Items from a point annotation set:

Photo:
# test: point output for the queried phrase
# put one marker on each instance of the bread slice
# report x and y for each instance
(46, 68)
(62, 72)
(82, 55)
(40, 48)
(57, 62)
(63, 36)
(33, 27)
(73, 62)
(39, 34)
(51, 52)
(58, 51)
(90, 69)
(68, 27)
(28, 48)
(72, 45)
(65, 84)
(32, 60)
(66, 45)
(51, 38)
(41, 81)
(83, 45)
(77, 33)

Goal: Can you repeat every one of the items above, character for character?

Expected answer:
Photo:
# test: point output for the queried phrase
# put one marker on each instance of the bread slice
# report x and y for each instance
(46, 68)
(62, 72)
(82, 55)
(40, 48)
(57, 62)
(63, 36)
(33, 27)
(73, 62)
(39, 34)
(51, 52)
(58, 51)
(90, 69)
(68, 27)
(28, 48)
(72, 45)
(65, 84)
(32, 60)
(66, 45)
(51, 38)
(41, 81)
(83, 45)
(77, 33)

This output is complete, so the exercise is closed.